** SHORT TASK 1 **
According to the text about the Institute for Theory and Computation, in what year was the institute founded?

Begin SUPPLIED TEXT

The ITC uses cutting edge computation and theory to address a wide variety of problems in theoretical astrophysics, including state-of-the-art simulations of galaxy formation in the Universe (led by Lars Hernquist), large scale structure in the universe (led by Daniel Eisenstein), accretion of gas onto black holes (led by Ramesh Narayan), the first stars & black holes and the search for life (led by Avi Loeb), and planet formation (led by Karin Oberg). The computer system is also used to analyze extensive data sets, such as those involving the cosmic microwave background (led by John Kovac), gamma-ray data (led by Doug Finkbeiner) or transients (led by Chris Stubbs). Postdoctoral and Graduate student members of the ITC are actively pursuing an even broader range of topics.

Director's Note

Since its founding in 2004, the Institute for Theory and Computation (ITC) at Harvard University has served as a center of excellence with a primary objective of integrating conceptual theory with computational modeling. It has become the largest center for theoretical astrophysics in North America with over 90 affiliated scientists, including 22 faculty members, 20-30 postdoctoral fellows and about 40 graduate students each year. Over 225 scientists from other institutions visited the ITC in every year to give talks and collaborate with its members.

The ITC fosters interaction between observers and theorists, and its members have provided theoretical foundations for observational projects, including 21-cm cosmology, which led to Harvard's participation in the MWA project; the predicted silhouette structure of black holes, which guided mm-VLBI imaging of SgrA* and M87; the predicted properties of the first stars and galaxies, which provided important motivation for JWST and the GMT; and the modeling of the emission spectrum of accretion disks, which enabled a new census of black hole spins in the local Universe.

The ITC Postdoctoral Fellowship has become one of the most selective fellowships in astrophysics; about 170  candidates apply each year. ITC Fellows have gone on to win faculty positions and Hubble, Einstein, Sagan, NSF, Harvard Society of Fellows, and other prize fellowships at institutions across North America and Europe.

Computational resources at the ITC include its cluster, consisting of 24 nodes each with two water cooled Intel 24-core Platinum 8268 Cascade Lake processors with 4 GB of RAM per core, for a total of 192 GB of RAM per node. This gives a total of 1152 cores available for use and 4.6 TB of RAM. The nodes are interconnected with HDR Infiniband and is part of the larger Cannon Infiniband network.

The ITC organizes multiple weekly talk series, including the ITC Luncheon attended by over 100 scientists, the ITC Colloquium, the ITC Pizza Lunch series in Spring, and various seminars. It also organizes the biennial Sackler Conferences in Theoretical Astrophysics, whose past topics have covered First Generation of Cosmic Structures, Gamma-Ray Bursts, Astrophysics of Planetary Systems, History of Nuclear Black Holes in Galaxies, 21cm Cosmology, Dynamics from the Galactic Center to the Milky Way Halo, the Transient Sky, the Nature of Dark Matter, Gravitational Wave Astrophysics, and Testing General Relativity with Astrophysical Systems.

- Avi Loeb, Director, Institute of Theory and Computation

End SUPPLIED TEXT

** SHORT TASK 2 **
Give, as a numbered list with blank lines omitted, the lines of the rows that start with the line containing "Find the shirt" and run through the last line of the rows, both ends included.

Begin RECORDS FOR PROCESSING

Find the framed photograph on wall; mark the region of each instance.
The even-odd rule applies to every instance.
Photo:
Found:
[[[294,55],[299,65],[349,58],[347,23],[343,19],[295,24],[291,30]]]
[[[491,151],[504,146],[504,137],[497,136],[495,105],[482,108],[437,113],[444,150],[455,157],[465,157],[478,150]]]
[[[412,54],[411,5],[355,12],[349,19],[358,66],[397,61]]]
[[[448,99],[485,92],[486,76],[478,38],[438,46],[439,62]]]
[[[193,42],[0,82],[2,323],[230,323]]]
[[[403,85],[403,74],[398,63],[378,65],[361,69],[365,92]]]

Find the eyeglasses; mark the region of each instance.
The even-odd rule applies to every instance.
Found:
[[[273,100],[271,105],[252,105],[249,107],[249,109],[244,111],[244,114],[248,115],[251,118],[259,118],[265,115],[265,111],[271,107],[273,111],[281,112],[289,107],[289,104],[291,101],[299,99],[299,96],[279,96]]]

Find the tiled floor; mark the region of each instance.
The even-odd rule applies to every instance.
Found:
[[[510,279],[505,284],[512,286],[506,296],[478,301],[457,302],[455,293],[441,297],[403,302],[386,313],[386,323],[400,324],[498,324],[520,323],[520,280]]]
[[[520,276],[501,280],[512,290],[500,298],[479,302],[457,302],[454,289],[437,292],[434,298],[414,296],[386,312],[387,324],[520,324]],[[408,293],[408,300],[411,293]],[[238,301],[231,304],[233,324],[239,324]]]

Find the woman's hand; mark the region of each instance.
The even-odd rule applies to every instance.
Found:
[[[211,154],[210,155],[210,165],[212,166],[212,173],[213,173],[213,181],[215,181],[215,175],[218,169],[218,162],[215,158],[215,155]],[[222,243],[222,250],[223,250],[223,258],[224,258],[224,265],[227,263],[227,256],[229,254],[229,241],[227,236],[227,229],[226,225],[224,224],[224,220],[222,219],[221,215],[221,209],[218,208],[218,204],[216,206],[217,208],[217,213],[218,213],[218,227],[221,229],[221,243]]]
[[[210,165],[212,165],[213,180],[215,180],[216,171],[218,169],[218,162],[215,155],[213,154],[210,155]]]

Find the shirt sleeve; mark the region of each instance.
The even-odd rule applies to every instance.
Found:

End RECORDS FOR PROCESSING

** WRITTEN REPLY 1 **
2004

** WRITTEN REPLY 2 **
1. Find the shirt sleeve; mark the region of each instance.
2. The even-odd rule applies to every instance.
3. Found:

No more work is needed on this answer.